PAGE TEXT -
──────────

With reference to FIG. 9B, the controller 110 receives the user input for processing the extraction area 910. According to the embodiment, the controller 110 displays an extracting menu 930 as illustrated in FIG. 9B if the extracting button 920 is input by the user in FIG. 9A. The user can determine a method of processing the extraction area 910 by inputting the user input for selecting any one of operations of the extracting menu 930 to the electronic apparatus 100.
The extracting menu 930 of FIG. 9B includes “Voice Only”, “Text File”, “Character”, and “Voice and Text Files”. “Voice Only” refers to an operation of extracting voice data corresponding to the extraction area 910 and storing the extracted voice data as a separate voice data. “Text File” refers to an operation of converting the text data corresponding to the extraction area 910 into a text file and storing the text file. “Character” refers to an operation of extracting the text data corresponding to the extraction area 910 and storing the extracted text data. “Voice and Text Files” refers to an operation of extracting both of the voice data and the text data corresponding to the extraction area 910 and storing the extracted voice and text data as a separate voice file. For example, if “Text Files” in the extracting menu 930 is selected by the user, the controller 110 converts the extraction area 910, that is, “K-Theater and Dynamic Korea will feature various plays” into a text file, and stores the text file in the memory 108.
As described above, the present invention provides a method of modifying text data corresponding to voice data, which can enhance the accuracy of the text data by correcting errors of the characters that are generated in the course of converting a voice into a text or after the conversion of the voice into the text, and an electronic apparatus for the same.
It should be understood that a method of modifying the text data corresponding to the voice data according to the embodiment of the present invention or a method of generating the text data corresponding to the voice data can be realized by hardware, software, or a combination of hardware and software. Any such software may be stored, for example, in a volatile or non-volatile storage device such as a ROM, a memory such as a RAM, a memory chip, a memory device, or a memory IC, or a recordable optical or magnetic medium such as a CD, a DVD, a magnetic disk, or a magnetic tape, regardless of its ability to be erased or its ability to be re-recorded. The method of modifying the text data corresponding to the voice data or the method of generating the text data corresponding to the voice data according to the embodiment of the present invention can be embodied by a computer or a portable terminal including a controller and a memory, and the memory is an example of a machine-readable storage medium which is appropriate for storing a program or programs including instructions for realizing the embodiments of the present invention. Accordingly, the present invention includes a program for a code implementing the apparatus and method described in the appended claims of this specification and a machine (a computer or the like)-readable storage medium for storing the program. Moreover, such a program as described above can be electronically transferred through an arbitrary medium such as a communication signal transferred through cable or wireless connection, and the present invention properly includes things equivalent to that.

──────────

RECORDS SUPPLIED -
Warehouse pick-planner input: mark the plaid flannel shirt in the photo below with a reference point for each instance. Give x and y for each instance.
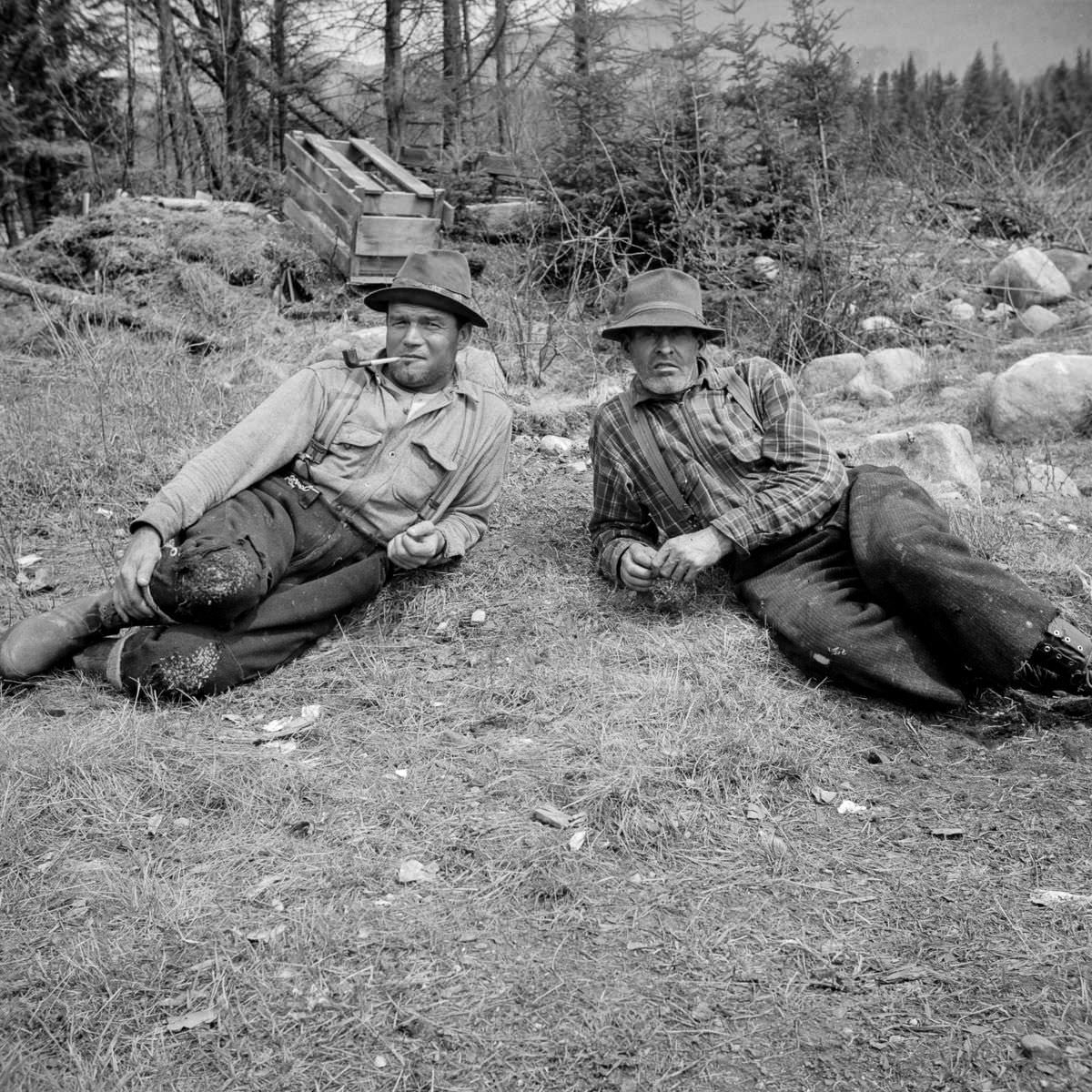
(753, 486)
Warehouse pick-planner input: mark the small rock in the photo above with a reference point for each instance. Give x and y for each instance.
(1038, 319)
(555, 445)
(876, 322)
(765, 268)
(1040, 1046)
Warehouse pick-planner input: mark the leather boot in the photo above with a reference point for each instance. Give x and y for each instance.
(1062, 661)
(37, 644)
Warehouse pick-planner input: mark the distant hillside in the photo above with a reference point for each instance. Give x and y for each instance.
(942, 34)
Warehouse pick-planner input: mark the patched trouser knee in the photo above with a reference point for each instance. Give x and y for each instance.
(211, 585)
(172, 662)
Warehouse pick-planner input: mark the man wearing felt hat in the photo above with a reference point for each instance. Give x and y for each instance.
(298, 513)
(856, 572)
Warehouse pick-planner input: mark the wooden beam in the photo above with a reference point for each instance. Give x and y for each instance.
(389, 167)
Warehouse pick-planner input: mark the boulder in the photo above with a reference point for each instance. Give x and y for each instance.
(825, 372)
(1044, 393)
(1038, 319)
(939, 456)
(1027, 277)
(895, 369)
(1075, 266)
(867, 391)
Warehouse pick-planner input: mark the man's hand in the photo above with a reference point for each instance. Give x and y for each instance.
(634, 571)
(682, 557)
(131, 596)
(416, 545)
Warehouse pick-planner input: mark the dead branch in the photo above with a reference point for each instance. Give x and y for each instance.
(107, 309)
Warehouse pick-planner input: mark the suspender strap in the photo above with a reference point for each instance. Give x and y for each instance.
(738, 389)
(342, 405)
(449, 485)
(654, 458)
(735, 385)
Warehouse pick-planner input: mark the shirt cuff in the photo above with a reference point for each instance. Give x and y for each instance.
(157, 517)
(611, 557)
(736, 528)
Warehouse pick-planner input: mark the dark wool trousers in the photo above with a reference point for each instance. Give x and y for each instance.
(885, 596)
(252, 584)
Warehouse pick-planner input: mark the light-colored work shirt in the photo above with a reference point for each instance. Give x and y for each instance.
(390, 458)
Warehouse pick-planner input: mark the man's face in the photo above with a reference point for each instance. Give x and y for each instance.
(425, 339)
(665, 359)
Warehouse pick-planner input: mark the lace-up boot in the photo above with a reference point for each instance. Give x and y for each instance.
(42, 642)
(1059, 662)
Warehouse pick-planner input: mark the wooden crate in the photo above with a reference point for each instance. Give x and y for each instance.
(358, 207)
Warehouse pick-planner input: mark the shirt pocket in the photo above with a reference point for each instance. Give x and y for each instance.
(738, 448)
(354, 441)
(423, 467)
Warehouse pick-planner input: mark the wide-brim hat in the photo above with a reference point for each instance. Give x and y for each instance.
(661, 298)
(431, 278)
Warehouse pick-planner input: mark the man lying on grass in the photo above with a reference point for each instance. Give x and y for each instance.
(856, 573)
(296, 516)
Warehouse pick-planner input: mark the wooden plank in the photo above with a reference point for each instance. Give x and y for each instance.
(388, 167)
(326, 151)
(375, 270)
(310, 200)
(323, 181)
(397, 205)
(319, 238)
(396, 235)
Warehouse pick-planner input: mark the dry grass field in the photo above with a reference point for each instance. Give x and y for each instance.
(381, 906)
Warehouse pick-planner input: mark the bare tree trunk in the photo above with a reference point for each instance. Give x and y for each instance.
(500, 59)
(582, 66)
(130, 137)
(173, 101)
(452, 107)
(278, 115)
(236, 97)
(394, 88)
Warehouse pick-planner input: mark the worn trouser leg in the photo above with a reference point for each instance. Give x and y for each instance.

──────────

REQUIREMENTS -
[1] From the passage on modifying text data made from voice data, list every operation that the extracting menu 930 offers.
[2] Write the next part of the passage on modifying text data made from voice data, picking up after its final sentence.

ANSWERS GIVEN -
[1] "Voice Only", "Text File", "Character", and "Voice and Text Files"

[2]
Further, the electronic device may receive the program from a program providing device connected to the electronic device by wire or wirelessly and may store the received program. The program providing device may include a memory that stores a program including instructions for performing a method of modifying predetermined text data by the electronic apparatus or a method of generating the text data, and information required for the method of modifying the text data or the method of generating the text data, and the like, a communication unit that performs a wired or wireless communication with the electronic apparatus, and a controller that transmits a corresponding program to the electronic apparatus automatically or according to the request of the electronic apparatus.
In addition to the above, various embodiments or modifications of the present invention are possible, and therefore the scope of the present invention is not determined by the embodiments described above, but determined by the appended claims and equivalents thereof.

Claims

What is claimed is:

1. A method of modifying text data corresponding to voice data, comprising:

reproducing voice data included in a voice file;

displaying text data included in the voice file;

determining whether a user input for editing the text data is input; and

editing the text data in response to the user input, if the user input for editing the text data is input.

2. The method according to claim 1, wherein displaying the text data comprises:

displaying text data corresponding to a part of the voice data that is being reproduced in such a manner that is differentiated from a part that is not being reproduced.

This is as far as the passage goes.